**ТЕКСТ ЗАДАНИЯ:**
Перепишите в виде списка строк JSON материал с самого начала по строку, содержащую «point(179, 230)», включительно: каждая строка материала становится отдельной строкой списка, пустые строки опустите. Изображения в ответ не включайте.

**СТРОКИ:**
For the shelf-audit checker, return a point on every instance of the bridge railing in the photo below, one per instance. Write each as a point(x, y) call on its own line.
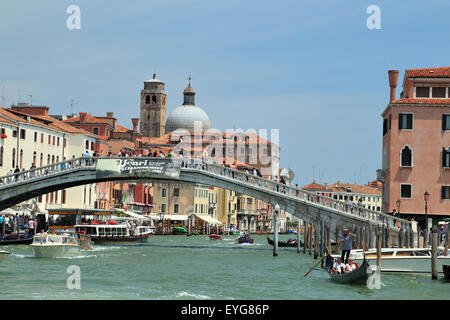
point(274, 186)
point(371, 216)
point(48, 170)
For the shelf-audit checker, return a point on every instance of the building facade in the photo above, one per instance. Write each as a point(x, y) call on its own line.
point(416, 144)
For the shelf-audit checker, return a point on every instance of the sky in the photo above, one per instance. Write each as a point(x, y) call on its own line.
point(312, 69)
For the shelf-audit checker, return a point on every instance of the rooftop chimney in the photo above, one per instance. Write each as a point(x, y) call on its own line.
point(135, 122)
point(82, 116)
point(393, 78)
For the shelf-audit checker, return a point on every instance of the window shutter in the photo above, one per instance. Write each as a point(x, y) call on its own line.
point(409, 121)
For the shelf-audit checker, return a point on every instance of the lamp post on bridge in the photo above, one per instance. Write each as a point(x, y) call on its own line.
point(426, 197)
point(275, 231)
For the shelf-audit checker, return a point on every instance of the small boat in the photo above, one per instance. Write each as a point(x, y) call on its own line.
point(56, 245)
point(245, 239)
point(357, 276)
point(108, 233)
point(12, 238)
point(288, 243)
point(3, 254)
point(179, 230)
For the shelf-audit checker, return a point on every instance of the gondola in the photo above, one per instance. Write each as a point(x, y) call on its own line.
point(289, 243)
point(357, 276)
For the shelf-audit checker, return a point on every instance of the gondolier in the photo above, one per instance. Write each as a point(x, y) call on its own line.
point(346, 240)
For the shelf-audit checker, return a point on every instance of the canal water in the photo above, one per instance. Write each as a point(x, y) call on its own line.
point(180, 267)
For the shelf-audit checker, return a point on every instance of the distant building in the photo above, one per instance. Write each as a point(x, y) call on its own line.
point(368, 196)
point(416, 144)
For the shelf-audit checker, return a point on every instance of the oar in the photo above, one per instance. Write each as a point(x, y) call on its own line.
point(313, 267)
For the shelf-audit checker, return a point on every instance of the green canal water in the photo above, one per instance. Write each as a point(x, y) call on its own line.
point(180, 267)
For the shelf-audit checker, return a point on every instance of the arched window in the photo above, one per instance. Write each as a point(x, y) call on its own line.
point(406, 157)
point(21, 158)
point(14, 158)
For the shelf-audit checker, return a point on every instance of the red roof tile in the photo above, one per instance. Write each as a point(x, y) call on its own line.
point(442, 72)
point(421, 101)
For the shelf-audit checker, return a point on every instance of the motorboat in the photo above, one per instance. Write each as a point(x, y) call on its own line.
point(120, 232)
point(3, 254)
point(55, 245)
point(409, 260)
point(245, 238)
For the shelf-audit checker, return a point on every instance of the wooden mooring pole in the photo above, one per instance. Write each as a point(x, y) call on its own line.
point(379, 243)
point(434, 244)
point(316, 242)
point(305, 237)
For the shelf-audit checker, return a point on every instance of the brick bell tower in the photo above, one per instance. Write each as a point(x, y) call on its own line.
point(153, 108)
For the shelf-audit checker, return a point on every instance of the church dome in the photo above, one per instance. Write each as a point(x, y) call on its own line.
point(185, 116)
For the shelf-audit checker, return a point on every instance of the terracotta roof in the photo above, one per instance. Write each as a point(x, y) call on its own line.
point(87, 119)
point(313, 186)
point(120, 128)
point(442, 72)
point(421, 101)
point(354, 188)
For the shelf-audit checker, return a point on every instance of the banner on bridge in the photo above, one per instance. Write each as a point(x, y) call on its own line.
point(138, 168)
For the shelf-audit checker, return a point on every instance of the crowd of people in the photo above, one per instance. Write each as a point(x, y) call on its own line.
point(10, 223)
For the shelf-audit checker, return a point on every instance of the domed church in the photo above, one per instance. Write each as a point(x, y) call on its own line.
point(153, 111)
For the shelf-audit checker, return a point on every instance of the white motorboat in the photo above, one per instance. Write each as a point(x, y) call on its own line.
point(412, 260)
point(114, 232)
point(56, 245)
point(3, 255)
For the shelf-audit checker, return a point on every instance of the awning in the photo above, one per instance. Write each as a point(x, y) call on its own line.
point(175, 217)
point(134, 215)
point(208, 219)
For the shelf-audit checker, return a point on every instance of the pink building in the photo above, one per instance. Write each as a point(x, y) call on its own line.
point(416, 145)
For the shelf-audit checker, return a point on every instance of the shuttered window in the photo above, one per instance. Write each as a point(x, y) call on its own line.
point(405, 190)
point(446, 158)
point(438, 92)
point(405, 121)
point(446, 122)
point(445, 192)
point(422, 92)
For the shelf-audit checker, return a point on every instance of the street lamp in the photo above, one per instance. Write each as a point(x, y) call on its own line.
point(426, 196)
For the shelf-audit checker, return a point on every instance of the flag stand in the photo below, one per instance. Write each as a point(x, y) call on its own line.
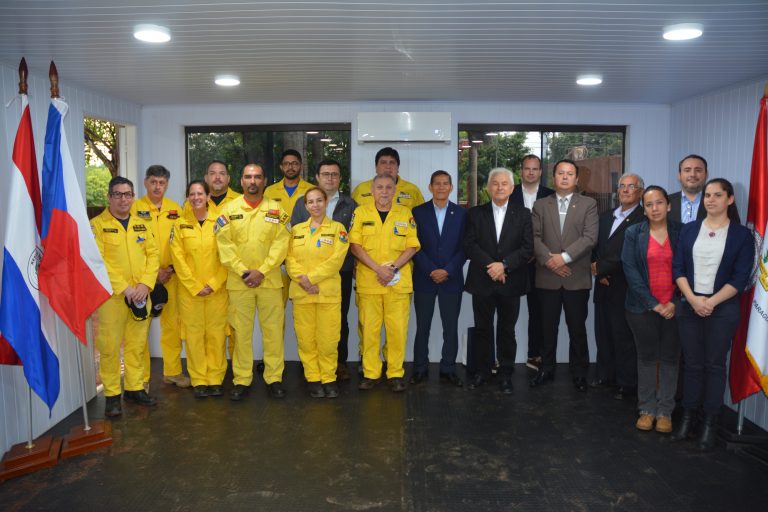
point(24, 458)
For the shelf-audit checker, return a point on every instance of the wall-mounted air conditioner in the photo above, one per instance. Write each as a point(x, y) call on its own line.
point(404, 127)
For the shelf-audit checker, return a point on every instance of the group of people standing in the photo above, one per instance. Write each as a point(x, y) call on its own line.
point(210, 266)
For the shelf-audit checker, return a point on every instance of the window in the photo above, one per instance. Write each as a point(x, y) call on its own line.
point(598, 151)
point(263, 144)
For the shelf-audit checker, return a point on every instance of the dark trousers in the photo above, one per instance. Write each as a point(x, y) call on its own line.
point(346, 295)
point(706, 342)
point(506, 310)
point(450, 305)
point(575, 303)
point(616, 353)
point(658, 355)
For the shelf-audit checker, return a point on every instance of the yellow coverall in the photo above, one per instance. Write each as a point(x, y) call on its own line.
point(204, 319)
point(317, 317)
point(277, 192)
point(406, 194)
point(255, 238)
point(161, 221)
point(131, 257)
point(390, 305)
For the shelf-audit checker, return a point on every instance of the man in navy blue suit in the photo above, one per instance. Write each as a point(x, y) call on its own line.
point(526, 194)
point(438, 274)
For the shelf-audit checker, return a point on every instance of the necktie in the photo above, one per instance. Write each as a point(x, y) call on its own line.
point(563, 211)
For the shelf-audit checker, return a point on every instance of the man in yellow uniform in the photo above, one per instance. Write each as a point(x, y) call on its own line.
point(388, 162)
point(217, 178)
point(160, 213)
point(253, 236)
point(130, 254)
point(383, 239)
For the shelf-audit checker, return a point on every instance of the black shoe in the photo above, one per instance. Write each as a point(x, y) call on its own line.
point(113, 407)
point(397, 384)
point(685, 426)
point(623, 392)
point(315, 389)
point(276, 390)
point(477, 381)
point(331, 390)
point(366, 384)
point(418, 378)
point(452, 378)
point(540, 378)
point(139, 397)
point(580, 383)
point(238, 392)
point(708, 435)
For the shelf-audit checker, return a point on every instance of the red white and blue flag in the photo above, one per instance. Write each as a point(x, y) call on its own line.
point(72, 272)
point(20, 312)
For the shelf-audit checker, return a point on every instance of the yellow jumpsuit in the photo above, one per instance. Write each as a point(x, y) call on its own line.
point(406, 194)
point(277, 192)
point(204, 319)
point(131, 257)
point(317, 317)
point(390, 305)
point(161, 221)
point(255, 238)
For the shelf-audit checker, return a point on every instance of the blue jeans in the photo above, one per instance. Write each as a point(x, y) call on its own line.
point(450, 305)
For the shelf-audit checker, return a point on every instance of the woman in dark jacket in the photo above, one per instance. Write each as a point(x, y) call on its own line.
point(712, 266)
point(647, 259)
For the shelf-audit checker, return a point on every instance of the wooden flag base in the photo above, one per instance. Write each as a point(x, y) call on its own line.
point(20, 460)
point(78, 441)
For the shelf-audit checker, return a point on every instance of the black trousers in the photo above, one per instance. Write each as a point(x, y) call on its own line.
point(575, 303)
point(346, 296)
point(506, 309)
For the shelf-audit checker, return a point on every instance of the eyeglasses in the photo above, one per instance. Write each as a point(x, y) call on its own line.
point(118, 195)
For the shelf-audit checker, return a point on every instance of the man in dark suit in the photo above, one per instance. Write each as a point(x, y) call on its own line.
point(687, 205)
point(616, 355)
point(438, 274)
point(565, 227)
point(340, 208)
point(498, 242)
point(526, 194)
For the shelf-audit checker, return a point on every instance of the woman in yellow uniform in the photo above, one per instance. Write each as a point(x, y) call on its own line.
point(202, 294)
point(315, 254)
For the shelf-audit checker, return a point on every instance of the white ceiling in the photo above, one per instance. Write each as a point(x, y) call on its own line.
point(348, 50)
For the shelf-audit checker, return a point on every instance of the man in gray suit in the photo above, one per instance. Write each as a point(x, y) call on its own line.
point(340, 208)
point(565, 227)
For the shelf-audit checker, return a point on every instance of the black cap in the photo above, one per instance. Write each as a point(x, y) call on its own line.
point(159, 297)
point(139, 313)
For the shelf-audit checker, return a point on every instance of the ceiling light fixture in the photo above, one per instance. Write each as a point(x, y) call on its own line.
point(227, 80)
point(683, 31)
point(589, 80)
point(152, 33)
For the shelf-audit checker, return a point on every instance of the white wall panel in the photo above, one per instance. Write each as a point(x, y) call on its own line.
point(14, 409)
point(720, 126)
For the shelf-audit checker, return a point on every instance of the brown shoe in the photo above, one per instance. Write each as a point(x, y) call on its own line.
point(645, 422)
point(180, 380)
point(664, 424)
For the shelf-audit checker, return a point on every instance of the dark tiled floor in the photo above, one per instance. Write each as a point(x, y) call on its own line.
point(432, 448)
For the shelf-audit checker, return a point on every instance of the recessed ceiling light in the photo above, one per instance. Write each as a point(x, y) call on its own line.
point(152, 33)
point(683, 31)
point(227, 80)
point(589, 80)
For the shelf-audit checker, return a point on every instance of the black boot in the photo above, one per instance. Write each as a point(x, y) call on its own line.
point(708, 433)
point(685, 427)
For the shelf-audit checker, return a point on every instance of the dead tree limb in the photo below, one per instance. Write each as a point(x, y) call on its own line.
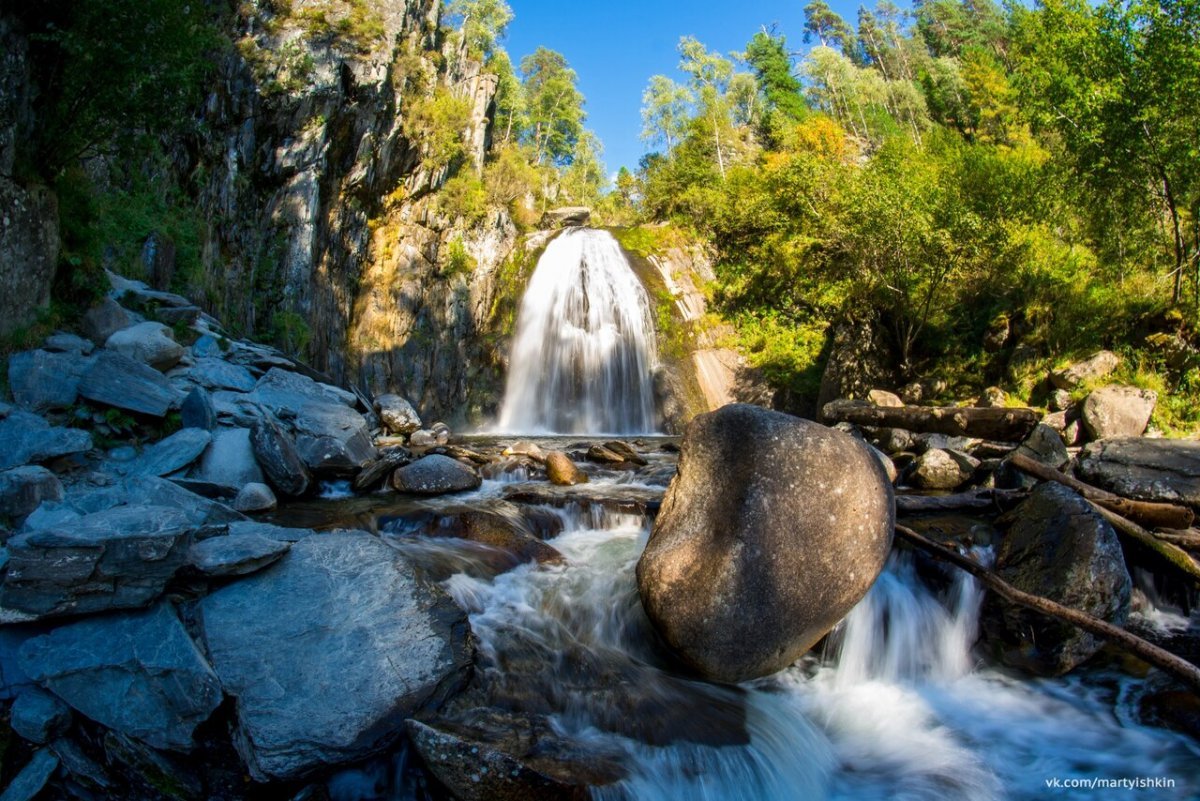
point(1149, 652)
point(1147, 513)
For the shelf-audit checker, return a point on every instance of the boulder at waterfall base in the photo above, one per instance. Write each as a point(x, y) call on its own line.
point(773, 529)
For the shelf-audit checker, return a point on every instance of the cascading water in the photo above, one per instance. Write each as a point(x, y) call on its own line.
point(583, 354)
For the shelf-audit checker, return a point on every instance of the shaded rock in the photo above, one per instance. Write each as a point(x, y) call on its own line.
point(28, 438)
point(42, 380)
point(773, 529)
point(255, 498)
point(105, 319)
point(219, 374)
point(1117, 411)
point(39, 716)
point(149, 343)
point(33, 777)
point(197, 410)
point(235, 554)
point(1059, 548)
point(397, 414)
point(514, 758)
point(229, 461)
point(496, 531)
point(381, 468)
point(333, 685)
point(435, 475)
point(23, 489)
point(939, 469)
point(1145, 469)
point(885, 398)
point(1092, 368)
point(172, 453)
point(136, 673)
point(565, 216)
point(117, 380)
point(115, 559)
point(276, 453)
point(562, 470)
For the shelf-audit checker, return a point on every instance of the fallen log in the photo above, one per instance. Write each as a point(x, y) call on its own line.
point(971, 500)
point(1147, 513)
point(1146, 651)
point(1007, 425)
point(1170, 553)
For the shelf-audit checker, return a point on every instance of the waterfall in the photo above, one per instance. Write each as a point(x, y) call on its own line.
point(583, 354)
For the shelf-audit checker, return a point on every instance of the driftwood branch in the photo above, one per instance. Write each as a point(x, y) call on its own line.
point(1151, 515)
point(1173, 554)
point(1007, 425)
point(1149, 652)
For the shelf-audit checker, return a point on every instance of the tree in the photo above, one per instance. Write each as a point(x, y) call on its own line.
point(483, 23)
point(555, 106)
point(666, 107)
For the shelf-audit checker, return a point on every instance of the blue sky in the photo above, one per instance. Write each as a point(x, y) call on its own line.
point(616, 46)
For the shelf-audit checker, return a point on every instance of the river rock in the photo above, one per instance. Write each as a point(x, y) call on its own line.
point(136, 673)
point(276, 453)
point(1145, 469)
point(1092, 368)
point(773, 529)
point(435, 475)
point(335, 684)
point(23, 489)
point(117, 559)
point(235, 554)
point(1059, 548)
point(942, 469)
point(562, 470)
point(1117, 411)
point(149, 343)
point(42, 380)
point(397, 414)
point(197, 410)
point(117, 380)
point(33, 777)
point(105, 319)
point(172, 453)
point(39, 716)
point(229, 461)
point(255, 497)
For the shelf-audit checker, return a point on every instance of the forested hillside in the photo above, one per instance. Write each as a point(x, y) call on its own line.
point(987, 191)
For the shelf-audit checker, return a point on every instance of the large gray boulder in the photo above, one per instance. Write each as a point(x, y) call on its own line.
point(1145, 469)
point(27, 438)
point(435, 475)
point(149, 343)
point(172, 453)
point(115, 559)
point(117, 380)
point(370, 644)
point(1059, 548)
point(1117, 411)
point(136, 673)
point(773, 529)
point(42, 380)
point(23, 489)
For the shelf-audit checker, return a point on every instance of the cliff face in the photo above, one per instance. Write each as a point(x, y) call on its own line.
point(321, 210)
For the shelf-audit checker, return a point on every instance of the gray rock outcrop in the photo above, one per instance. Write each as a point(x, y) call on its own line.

**РЕЗУЛЬТАТ ЗАДАНИЯ:**
[
  "For the shelf-audit checker, return a point on every instance of the bridge railing in the photo below, one per instance. Write each as a point(x, y) call on its own line.",
  "point(274, 186)",
  "point(371, 216)",
  "point(48, 170)",
  "For the shelf-audit checker, return a point on every instance of the building facade in the photo above, one per instance. Write each as a point(x, y) call on its own line.",
  "point(416, 144)",
  "For the shelf-audit checker, return a point on every instance of the sky in the photo above, one per instance. Write each as a point(x, y) call on its own line.",
  "point(312, 69)",
  "For the shelf-audit checker, return a point on every instance of the rooftop chimney in the photo above, one per instance. Write each as a point(x, y) call on its own line.",
  "point(135, 122)",
  "point(82, 116)",
  "point(393, 78)",
  "For the shelf-audit checker, return a point on every instance of the window shutter in the photo above, one per instance. Write each as a point(x, y) call on its own line.",
  "point(409, 121)",
  "For the shelf-audit checker, return a point on every instance of the lamp post on bridge in the photo above, one per instance. Write each as a point(x, y) call on its own line.",
  "point(426, 197)",
  "point(275, 231)",
  "For the shelf-audit checker, return a point on every instance of the small boat in the photo above, one per instance. Write each as a point(x, y) call on its own line.",
  "point(56, 245)",
  "point(245, 239)",
  "point(357, 276)",
  "point(108, 233)",
  "point(12, 238)",
  "point(288, 243)",
  "point(3, 254)",
  "point(179, 230)"
]